======== Dataset content ========

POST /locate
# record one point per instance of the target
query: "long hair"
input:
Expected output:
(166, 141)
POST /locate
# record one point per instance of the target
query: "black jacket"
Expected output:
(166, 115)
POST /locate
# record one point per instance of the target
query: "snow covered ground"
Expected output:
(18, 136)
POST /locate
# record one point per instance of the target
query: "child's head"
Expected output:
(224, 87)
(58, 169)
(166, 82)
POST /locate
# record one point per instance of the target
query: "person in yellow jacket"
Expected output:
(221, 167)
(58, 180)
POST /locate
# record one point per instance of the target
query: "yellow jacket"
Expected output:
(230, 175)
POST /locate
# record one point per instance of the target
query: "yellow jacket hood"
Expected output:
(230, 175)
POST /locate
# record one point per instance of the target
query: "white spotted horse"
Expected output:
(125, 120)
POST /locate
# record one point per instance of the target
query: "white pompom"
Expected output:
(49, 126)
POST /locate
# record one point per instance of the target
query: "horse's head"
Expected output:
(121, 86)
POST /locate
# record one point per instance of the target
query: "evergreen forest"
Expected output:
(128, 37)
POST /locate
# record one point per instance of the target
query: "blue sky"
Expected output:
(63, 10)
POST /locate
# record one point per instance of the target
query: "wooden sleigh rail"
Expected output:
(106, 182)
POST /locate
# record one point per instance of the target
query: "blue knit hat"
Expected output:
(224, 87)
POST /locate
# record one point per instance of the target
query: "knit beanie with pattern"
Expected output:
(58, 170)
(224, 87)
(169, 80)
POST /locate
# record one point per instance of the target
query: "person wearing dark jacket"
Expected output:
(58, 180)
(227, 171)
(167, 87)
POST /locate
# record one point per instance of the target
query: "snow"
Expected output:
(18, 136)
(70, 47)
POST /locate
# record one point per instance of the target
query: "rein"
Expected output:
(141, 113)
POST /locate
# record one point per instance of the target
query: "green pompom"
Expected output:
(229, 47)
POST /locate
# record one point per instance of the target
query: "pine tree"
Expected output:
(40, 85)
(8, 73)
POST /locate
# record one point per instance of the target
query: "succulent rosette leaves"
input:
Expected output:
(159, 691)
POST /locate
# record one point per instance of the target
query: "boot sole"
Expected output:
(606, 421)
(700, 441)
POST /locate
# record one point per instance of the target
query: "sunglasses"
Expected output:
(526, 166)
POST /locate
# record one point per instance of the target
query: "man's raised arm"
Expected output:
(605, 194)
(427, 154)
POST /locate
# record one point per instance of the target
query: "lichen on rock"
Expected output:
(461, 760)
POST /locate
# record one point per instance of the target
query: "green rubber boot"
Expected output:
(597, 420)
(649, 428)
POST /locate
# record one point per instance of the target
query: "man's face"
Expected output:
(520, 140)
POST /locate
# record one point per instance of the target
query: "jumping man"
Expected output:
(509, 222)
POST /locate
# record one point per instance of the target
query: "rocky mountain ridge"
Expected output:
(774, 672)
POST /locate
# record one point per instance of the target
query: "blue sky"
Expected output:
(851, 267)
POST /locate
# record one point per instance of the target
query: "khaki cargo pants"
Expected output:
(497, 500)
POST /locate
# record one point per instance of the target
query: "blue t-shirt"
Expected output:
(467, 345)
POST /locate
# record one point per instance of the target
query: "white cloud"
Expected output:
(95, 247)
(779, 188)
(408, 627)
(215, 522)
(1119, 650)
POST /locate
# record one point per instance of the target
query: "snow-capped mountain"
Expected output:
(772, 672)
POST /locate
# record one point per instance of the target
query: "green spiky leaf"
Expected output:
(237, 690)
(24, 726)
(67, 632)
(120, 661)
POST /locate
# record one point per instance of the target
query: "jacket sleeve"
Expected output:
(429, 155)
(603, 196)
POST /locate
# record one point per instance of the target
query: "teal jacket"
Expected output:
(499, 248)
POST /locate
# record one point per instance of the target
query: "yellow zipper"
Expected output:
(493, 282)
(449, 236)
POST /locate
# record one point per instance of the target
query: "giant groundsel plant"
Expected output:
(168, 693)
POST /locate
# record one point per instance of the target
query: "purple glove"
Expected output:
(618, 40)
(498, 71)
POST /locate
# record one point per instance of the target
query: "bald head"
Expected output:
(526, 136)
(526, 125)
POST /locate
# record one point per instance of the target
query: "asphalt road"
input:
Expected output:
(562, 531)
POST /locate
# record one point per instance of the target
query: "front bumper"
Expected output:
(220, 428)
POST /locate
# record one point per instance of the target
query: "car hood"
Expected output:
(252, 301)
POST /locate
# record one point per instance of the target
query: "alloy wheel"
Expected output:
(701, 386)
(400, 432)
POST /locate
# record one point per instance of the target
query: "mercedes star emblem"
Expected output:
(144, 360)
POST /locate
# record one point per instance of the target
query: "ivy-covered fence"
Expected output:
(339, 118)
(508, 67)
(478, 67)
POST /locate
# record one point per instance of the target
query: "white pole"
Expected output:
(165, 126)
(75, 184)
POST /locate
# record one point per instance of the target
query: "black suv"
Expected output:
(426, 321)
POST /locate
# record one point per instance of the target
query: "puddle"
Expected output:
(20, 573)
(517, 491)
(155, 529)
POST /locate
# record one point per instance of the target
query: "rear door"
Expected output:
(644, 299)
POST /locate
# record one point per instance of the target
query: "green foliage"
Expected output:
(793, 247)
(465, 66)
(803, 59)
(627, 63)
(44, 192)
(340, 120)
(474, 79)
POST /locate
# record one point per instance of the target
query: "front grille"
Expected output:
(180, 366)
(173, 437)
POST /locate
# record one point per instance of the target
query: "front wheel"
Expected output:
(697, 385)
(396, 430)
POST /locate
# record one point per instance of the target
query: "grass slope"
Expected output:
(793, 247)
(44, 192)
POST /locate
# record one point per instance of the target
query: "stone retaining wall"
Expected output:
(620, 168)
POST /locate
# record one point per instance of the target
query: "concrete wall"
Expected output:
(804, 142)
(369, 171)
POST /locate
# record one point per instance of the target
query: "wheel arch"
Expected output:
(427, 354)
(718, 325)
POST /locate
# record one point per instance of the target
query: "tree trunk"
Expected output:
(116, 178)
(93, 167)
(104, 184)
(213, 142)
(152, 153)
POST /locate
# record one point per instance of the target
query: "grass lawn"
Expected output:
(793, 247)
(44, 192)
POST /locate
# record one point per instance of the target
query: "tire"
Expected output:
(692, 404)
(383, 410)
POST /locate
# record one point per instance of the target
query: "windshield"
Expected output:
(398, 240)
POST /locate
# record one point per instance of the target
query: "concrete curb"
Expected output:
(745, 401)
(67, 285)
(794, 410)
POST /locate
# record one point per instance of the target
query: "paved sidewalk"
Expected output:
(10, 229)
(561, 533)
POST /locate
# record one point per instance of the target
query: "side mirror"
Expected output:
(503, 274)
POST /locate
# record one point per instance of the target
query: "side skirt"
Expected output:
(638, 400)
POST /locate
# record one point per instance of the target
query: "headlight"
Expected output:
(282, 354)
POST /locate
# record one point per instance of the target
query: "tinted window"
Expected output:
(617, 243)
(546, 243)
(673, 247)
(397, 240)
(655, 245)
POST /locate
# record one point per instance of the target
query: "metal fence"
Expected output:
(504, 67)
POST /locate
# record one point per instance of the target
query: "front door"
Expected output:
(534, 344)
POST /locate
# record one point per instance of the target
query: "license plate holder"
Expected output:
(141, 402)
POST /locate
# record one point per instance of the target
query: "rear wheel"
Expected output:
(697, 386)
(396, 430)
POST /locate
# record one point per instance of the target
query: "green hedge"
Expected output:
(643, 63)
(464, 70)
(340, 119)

========

* _Instruction_
Repeat every line of the material exactly as given.

* _Response_
POST /locate
# record one point per instance of the target
query: "long hair"
input:
Expected output:
(166, 141)
POST /locate
# record one point per instance of the target
query: "black jacket"
Expected output:
(166, 115)
POST /locate
# record one point per instance of the target
query: "snow covered ground"
Expected output:
(18, 136)
POST /locate
# record one point per instance of the target
query: "child's head"
Expected output:
(224, 87)
(58, 169)
(166, 82)
POST /locate
# record one point per instance of the target
query: "person in yellow jacket"
Expected output:
(221, 167)
(58, 180)
POST /locate
# record one point per instance of the target
query: "yellow jacket"
Expected output:
(230, 175)
POST /locate
# record one point per instance of the target
query: "yellow jacket hood"
Expected output:
(230, 175)
POST /locate
# record one point per instance of the target
query: "white spotted horse"
Expected output:
(125, 120)
POST /locate
# record one point per instance of the target
query: "white pompom"
Expected output:
(49, 126)
POST /locate
# record one point per instance of the target
query: "horse's head"
Expected output:
(121, 86)
POST /locate
# record one point per instance of the target
query: "evergreen forest"
Expected output:
(128, 37)
POST /locate
# record one point per instance of the target
query: "blue sky"
Expected output:
(63, 10)
POST /locate
# record one point per instance of the target
query: "wooden sleigh rail"
Expected output:
(106, 182)
POST /locate
# record one point per instance of the target
query: "blue knit hat"
Expected output:
(224, 87)
POST /locate
# record one point per instance of the target
query: "knit beanie with pattern"
Expected output:
(58, 170)
(224, 87)
(169, 80)
POST /locate
# record one point per instance of the target
query: "person wearing dark jacket"
Expected output:
(58, 180)
(227, 171)
(167, 87)
POST /locate
# record one point per instance of the target
query: "snow"
Expected output:
(18, 136)
(70, 47)
POST /locate
# record one point per instance of the target
query: "rein"
Expected output:
(141, 113)
POST /locate
# record one point per instance of the target
query: "green pompom"
Expected output:
(229, 47)
POST /locate
# record one point per instance of the target
query: "pine tree"
Expected output:
(40, 85)
(8, 73)
POST /locate
# record one point per instance of the target
query: "succulent rosette leaves"
input:
Expected output:
(159, 691)
POST /locate
# record one point per instance of the target
query: "boot sole"
Expected output:
(606, 421)
(700, 441)
POST /locate
# record one point per instance of the target
query: "sunglasses"
Expected output:
(526, 166)
POST /locate
# record one point per instance of the target
query: "man's raised arm"
Expected output:
(605, 194)
(427, 154)
POST /locate
# record one point per instance of the target
query: "lichen on rock"
Expected output:
(461, 760)
POST /locate
# record one point per instance of the target
query: "green rubber boot"
Expected output:
(597, 420)
(649, 428)
POST /locate
# record one point per instance of the target
query: "man's face"
Expected output:
(520, 140)
POST /locate
# record one point per instance of the target
query: "jumping man"
Expected output:
(509, 222)
POST /locate
# record one point per instance of the target
query: "rocky mountain ridge"
Expected output:
(774, 672)
POST /locate
# record one point per instance of the target
query: "blue sky"
Expected output:
(851, 267)
POST /locate
# record one point per instance of the target
query: "khaki cargo pants"
Expected output:
(497, 500)
POST /locate
# record one point per instance of the target
query: "blue t-shirt"
Expected output:
(467, 345)
POST /locate
# record one point per instance of the target
query: "white cloud"
Expected output:
(95, 247)
(779, 188)
(408, 627)
(215, 522)
(1119, 650)
POST /locate
# record one point per instance of the target
query: "snow-capped mountain"
Expected output:
(772, 672)
POST /locate
# record one point per instance of the target
query: "green spiky leaf"
Expected output:
(237, 690)
(24, 726)
(67, 632)
(120, 661)
POST /locate
# record one point per instance of the target
query: "jacket sleeve"
Expected output:
(429, 155)
(603, 196)
POST /locate
# record one point per instance of the target
query: "teal jacket"
Expected output:
(499, 248)
POST /locate
# record one point per instance of the target
query: "yellow zipper"
Expected output:
(493, 282)
(449, 236)
POST /locate
# record one point per instance of the target
query: "giant groundsel plant"
Expected output:
(168, 693)
POST /locate
# record one point per instance of the target
query: "purple glove"
Expected output:
(618, 40)
(498, 71)
POST /locate
# record one point per instance of the target
query: "bald head"
Expected output:
(526, 136)
(526, 125)
POST /locate
# record one point per instance of the target
query: "asphalt road"
input:
Expected output:
(562, 531)
POST /locate
# record one point per instance of the target
query: "front bumper"
Expected output:
(220, 428)
POST /locate
# record one point per instance of the target
query: "car hood"
Expected output:
(252, 301)
POST /locate
# record one point per instance of the target
query: "alloy wheel"
Expected output:
(701, 386)
(400, 432)
POST /locate
# record one point per instance of the target
query: "mercedes star emblem"
Expected output:
(144, 360)
POST /locate
# record one point per instance of the target
query: "ivy-covered fence"
Expected output:
(339, 118)
(508, 67)
(478, 67)
POST /locate
# record one point per instance of the target
query: "white pole"
Expected output:
(165, 126)
(75, 184)
POST /locate
# record one point per instance of the target
query: "black suv"
Expected output:
(426, 321)
POST /locate
# record one point per instance of the target
query: "puddle"
Expected output:
(20, 573)
(517, 491)
(155, 529)
POST /locate
# record one point per instance of the target
query: "rear door"
Expected output:
(644, 299)
POST /locate
# record one point per instance of the target
query: "green foliage"
Expected output:
(793, 247)
(465, 66)
(803, 59)
(627, 63)
(44, 192)
(340, 120)
(474, 79)
POST /locate
# record one point per instance of the target
query: "front grille"
Expected output:
(180, 366)
(173, 437)
POST /locate
# record one point per instance of the target
query: "front wheel"
Expected output:
(697, 385)
(396, 430)
POST /locate
# record one point per instance of the target
query: "grass slope"
Expected output:
(793, 247)
(44, 192)
POST /locate
# record one point per instance of the target
query: "stone retaining wall"
Expected output:
(620, 168)
POST /locate
# record one point per instance of the target
query: "concrete wall"
Expected output:
(804, 142)
(369, 171)
POST /locate
# record one point per instance of the target
query: "wheel arch"
Expected output:
(427, 354)
(718, 325)
POST /locate
# record one point per instance of the target
query: "tree trunk"
Expected output:
(116, 178)
(93, 167)
(104, 184)
(213, 142)
(152, 153)
POST /locate
# record one point per instance of the target
query: "grass lawn"
Expected output:
(793, 247)
(44, 192)
POST /locate
# record one point per instance of the target
query: "tire"
Expected output:
(692, 404)
(383, 410)
POST /locate
# record one point per instance of the target
query: "windshield"
Expected output:
(398, 240)
POST /locate
# record one point per instance of the target
query: "concrete curb"
Expected output:
(745, 401)
(67, 285)
(794, 410)
POST /locate
# record one point per instance of the target
query: "paved sidewalk"
Expected output:
(10, 229)
(561, 533)
POST /locate
# record one point per instance of the target
query: "side mirror"
Expected output:
(503, 274)
POST /locate
# record one point per instance of the target
query: "side skirt"
Expected output:
(638, 400)
POST /locate
# record one point per instance of the target
query: "headlight"
Expected output:
(282, 354)
POST /locate
# record one point per instance of the target
query: "tinted window"
Expected output:
(617, 243)
(546, 243)
(673, 247)
(397, 240)
(655, 245)
POST /locate
# record one point per instance of the target
query: "metal fence"
Expected output:
(504, 67)
POST /locate
# record one point per instance of the target
query: "front door"
Expected output:
(534, 344)
POST /locate
# record one point per instance of the target
query: "license plate holder"
Expected output:
(141, 402)
POST /locate
# record one point per instance of the target
query: "rear wheel"
Expected output:
(697, 386)
(396, 430)
POST /locate
# record one point per instance of the target
query: "green hedge"
Expected output:
(643, 63)
(464, 70)
(340, 119)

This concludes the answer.